▸ WRITTEN INSTRUCTION
Copy out all of the material below, changing each "Target" to "Label" and leaving everything else unchanged.

── SUPPLIED INFORMATION ──

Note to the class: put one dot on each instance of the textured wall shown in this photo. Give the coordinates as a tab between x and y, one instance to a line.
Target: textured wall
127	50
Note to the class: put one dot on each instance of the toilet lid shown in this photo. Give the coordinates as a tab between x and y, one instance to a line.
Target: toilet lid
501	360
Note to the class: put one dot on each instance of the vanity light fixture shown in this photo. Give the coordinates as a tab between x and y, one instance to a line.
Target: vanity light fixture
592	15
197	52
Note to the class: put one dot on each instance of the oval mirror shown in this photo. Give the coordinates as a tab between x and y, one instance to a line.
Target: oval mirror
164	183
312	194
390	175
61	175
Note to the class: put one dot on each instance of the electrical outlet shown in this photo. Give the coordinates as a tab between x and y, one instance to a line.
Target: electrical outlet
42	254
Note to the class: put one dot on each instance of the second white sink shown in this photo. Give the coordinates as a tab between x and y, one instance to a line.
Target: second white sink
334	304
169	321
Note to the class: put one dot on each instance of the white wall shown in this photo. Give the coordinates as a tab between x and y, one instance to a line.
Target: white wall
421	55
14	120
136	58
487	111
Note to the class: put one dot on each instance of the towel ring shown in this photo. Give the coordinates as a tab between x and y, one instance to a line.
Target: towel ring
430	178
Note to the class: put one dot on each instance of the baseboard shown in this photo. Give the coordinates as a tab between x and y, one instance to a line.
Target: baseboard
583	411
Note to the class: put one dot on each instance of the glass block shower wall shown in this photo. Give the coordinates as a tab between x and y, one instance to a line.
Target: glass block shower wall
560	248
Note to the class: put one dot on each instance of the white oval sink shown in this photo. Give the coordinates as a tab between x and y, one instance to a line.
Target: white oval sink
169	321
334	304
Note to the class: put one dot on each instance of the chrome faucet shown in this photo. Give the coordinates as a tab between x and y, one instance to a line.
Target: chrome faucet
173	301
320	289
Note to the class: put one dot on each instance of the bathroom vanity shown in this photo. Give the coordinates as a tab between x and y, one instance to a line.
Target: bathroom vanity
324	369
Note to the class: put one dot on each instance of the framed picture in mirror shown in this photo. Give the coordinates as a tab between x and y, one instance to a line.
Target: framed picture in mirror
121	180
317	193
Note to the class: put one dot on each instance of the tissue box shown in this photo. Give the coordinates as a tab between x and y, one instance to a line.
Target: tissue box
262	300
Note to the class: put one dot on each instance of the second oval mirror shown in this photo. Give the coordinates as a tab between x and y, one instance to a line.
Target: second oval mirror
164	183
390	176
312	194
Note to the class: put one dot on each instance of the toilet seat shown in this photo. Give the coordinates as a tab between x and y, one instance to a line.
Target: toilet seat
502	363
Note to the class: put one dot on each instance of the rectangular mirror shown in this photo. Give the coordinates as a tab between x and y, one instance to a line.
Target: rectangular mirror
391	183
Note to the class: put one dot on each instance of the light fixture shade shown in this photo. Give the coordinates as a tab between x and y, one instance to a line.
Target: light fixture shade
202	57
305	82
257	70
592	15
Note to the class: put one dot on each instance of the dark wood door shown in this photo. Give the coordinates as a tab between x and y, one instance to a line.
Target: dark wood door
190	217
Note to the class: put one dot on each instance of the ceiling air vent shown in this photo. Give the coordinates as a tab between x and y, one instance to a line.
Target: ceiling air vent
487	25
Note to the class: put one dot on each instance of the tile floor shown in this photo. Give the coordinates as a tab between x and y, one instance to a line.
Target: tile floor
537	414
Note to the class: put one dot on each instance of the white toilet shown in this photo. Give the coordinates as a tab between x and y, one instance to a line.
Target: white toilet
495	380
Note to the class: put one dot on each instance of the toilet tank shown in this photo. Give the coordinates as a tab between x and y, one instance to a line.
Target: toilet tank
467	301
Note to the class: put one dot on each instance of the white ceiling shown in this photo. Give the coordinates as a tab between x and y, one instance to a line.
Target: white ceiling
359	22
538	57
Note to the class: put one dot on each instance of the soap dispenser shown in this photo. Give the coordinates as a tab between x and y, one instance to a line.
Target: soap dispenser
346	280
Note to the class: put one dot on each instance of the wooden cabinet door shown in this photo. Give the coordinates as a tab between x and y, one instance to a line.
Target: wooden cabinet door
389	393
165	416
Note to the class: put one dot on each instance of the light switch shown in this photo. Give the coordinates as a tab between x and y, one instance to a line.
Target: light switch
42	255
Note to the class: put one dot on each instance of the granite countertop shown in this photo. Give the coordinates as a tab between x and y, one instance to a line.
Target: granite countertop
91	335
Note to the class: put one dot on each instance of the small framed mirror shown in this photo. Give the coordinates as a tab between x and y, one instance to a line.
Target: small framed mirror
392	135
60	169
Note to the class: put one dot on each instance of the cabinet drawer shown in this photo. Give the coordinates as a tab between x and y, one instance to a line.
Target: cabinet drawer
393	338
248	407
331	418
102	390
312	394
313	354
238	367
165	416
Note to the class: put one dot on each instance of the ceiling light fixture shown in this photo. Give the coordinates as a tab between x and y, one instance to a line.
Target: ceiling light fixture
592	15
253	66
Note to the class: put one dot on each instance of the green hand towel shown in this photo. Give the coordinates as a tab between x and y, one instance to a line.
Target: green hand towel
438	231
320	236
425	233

───

▸ ANSWER BELOW
Note to the class: put one dot on each instance of the textured wall shown in this photo. Give the coordinates as a tab between x and y, one instance to a line.
Label: textured wall
127	50
Note to the class: put one dot on each instance of the toilet lid shown in this photo. Give the coordinates as a tab between x and y, one instance to a line.
Label: toilet lid
501	360
Note to the class: put one dot on each instance of the vanity light fixture shown in this photo. Give the coordinates as a tab between x and y, one instance to a line.
Label: vanity light fixture
592	15
197	52
Note to the class: put one dot on each instance of the oval mirror shown in this photo. Give the coordinates as a tab between x and y, one instance to a line.
Label: oval mirror
164	183
312	194
390	175
61	175
Note to the class: put one dot on each instance of the electrical outlet shown in this photo. Give the coordinates as a tab between x and y, one instance to a line.
Label: electrical outlet
42	254
Note to the class: put one dot on each instance of the second white sink shown in this photo. Give the coordinates as a tab between x and y, one instance to a line.
Label: second white sink
334	304
169	321
Note to the class: put one dot on each instance of the white wall shown in this photo. Give the coordinates as a tab between x and y, one instance to a line.
Label: white wall
421	55
14	120
136	58
487	111
Note to the class: put one dot on each instance of the towel ring shown in this photo. Give the coordinates as a tab between x and y, one instance to a line.
Label: towel ring
430	178
Note to the class: put one dot on each instance of the baseboard shown in this photo. Give the coordinates as a tab between x and y, one instance to a line.
Label: baseboard
583	411
Note to the class: put one dot on each instance of the glass block shower wall shown in this photo. Give the coordinates as a tab between x and y, one instance to a line.
Label: glass block shower wall
560	248
Note to the class: put one dot on each instance of the white oval sink shown in this photo. Give the coordinates as a tab between x and y, one instance to a line.
Label: white oval sink
169	321
334	304
Note to the class: put one dot on each instance of the chrome faucet shown in this photo. Give the coordinates as a tab between x and y, one instance to a line.
Label: chrome faucet
173	301
320	289
Note to the class: put one dot on each instance of the bathroom vanity shown in this photo. Give the coordinates as a tab between x and y, one instance to a line.
Label: bathroom vanity
324	369
Note to the class: put one dot on each instance of the framed picture in mirror shown in this photo. Give the coordinates as a tab between x and y, one instance to a line.
Label: framed picture in mirror
121	180
317	193
Note to the class: put one dot on each instance of the tissue box shown in this photo. Give the coordinates as a tab between x and y, one instance to a line.
Label: tissue box
262	300
Note to the class: put one dot on each instance of the second oval mirror shown in this photo. Give the coordinates as a tab between x and y, one instance to a line.
Label: second oval mirror
164	183
390	176
312	194
Note to the class: put one dot on each instance of the toilet seat shown in this photo. Give the coordinates as a tab between x and y, one instance to a line.
Label: toilet seat
502	363
Note to the class: put one dot on each instance of the rectangular mirror shown in this photo. Give the coordinates as a tab between x and y, one instance to a line.
Label: rectangular mirror
391	183
Note to the class: put one dot on each instance of the light fixture shade shown in this photo. Give the coordinates as a tab between x and y, one instance to a line.
Label: light fixture shade
202	57
305	82
257	70
592	15
Note to the class: put one dot on each instance of the dark wood door shown in this photo. Give the coordinates as a tab between x and y, one instance to a line.
Label: dark wood door
190	217
Note to the class: put one dot on each instance of the ceiling air vent shown in this photo. Give the coordinates as a tab between x and y, one instance to a line.
Label: ceiling air vent
487	25
Note to the class: put one dot on each instance of the tile floor shown in this photo. Give the coordinates as a tab between x and y, one instance to a line.
Label: tile floor
537	414
Note to the class: put one dot on each instance of the white toilet shown in this photo. Give the coordinates as a tab between x and y, one instance to a line.
Label: white toilet
495	380
Note to the class: put one dot on each instance of the toilet tank shown in this photo. Give the coordinates as a tab between x and y, one instance to a line.
Label: toilet tank
467	301
Note to the class: put one dot on each instance of the white ceiling shown in this photo. Give the coordinates as a tab between x and y, one instance to a line.
Label: white ceiling
359	22
538	57
Note to the class: put one dot on each instance of the soap dispenser shown in this photo. Give the coordinates as a tab between x and y, one instance to a line.
Label: soap dispenser
346	280
Note to the class: put one dot on each instance of the wooden cabinet door shown in this photo. Give the coordinates as a tab between x and y, one instance to a line.
Label: wooden cabinet door
389	393
165	416
Note to the class: put one dot on each instance of the light switch shown in this photo. Give the coordinates as a tab between x and y, one instance to a line.
Label: light switch
42	255
Note to the class: put one dot on each instance of the granite countertop shown in this photo. Give the coordinates as a tab between x and y, one instance to a line.
Label: granite countertop
91	335
Note to the class: put one dot on each instance of the small framed mirror shown in this photo. Give the coordinates as a tab between x and y, one instance to a line.
Label: small framed mirror
392	135
60	169
Note to the class: put one dot on each instance of the cabinet drawer shown in this photo. Give the coordinates as a tab between x and y, one instance to a line.
Label: cabinet drawer
393	338
248	407
331	418
102	390
312	394
313	354
238	367
165	416
Note to the class: put one dot on each instance of the ceiling light fixture shown in this photo. Give the coordinates as a tab between x and y, one instance to a line.
Label: ceiling light fixture
592	15
253	66
Note to the class: put one dot on each instance of the green hand towel shown in this photo. Give the coordinates as a tab between x and y, one instance to a line.
Label: green hand towel
438	231
320	236
425	233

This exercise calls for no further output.